__ABOUT THIS EXERCISE__
Extract from the listing each line in which the word "object" appears.

__RECORDS FOR THE EXERCISE__
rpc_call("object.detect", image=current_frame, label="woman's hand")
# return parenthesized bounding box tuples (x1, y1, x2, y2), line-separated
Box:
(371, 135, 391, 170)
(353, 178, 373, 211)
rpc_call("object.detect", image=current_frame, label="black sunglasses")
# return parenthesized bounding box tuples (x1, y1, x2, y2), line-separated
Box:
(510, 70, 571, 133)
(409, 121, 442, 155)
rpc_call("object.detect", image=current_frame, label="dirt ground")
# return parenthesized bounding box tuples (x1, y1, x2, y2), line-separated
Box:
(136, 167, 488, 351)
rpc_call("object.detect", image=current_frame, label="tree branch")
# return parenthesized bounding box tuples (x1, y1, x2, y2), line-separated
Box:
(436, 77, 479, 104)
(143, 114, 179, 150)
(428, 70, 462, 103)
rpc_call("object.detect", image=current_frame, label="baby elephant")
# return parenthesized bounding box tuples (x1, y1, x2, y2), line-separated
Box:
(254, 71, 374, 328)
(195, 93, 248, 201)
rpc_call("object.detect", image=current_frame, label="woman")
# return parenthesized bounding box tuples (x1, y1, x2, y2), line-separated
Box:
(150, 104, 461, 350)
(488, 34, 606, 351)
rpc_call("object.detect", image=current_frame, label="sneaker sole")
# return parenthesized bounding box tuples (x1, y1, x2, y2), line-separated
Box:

__ANSWER TO THIS EXERCISE__
rpc_call("object.detect", image=current_frame, label="woman's hand")
rpc_call("object.detect", image=current_frame, label="black sunglasses")
rpc_call("object.detect", image=current_frame, label="dirt ground")
rpc_call("object.detect", image=current_frame, label="tree branch")
rpc_call("object.detect", image=current_frame, label="baby elephant")
rpc_call("object.detect", image=current_frame, label="woman")
rpc_call("object.detect", image=current_frame, label="sneaker sole")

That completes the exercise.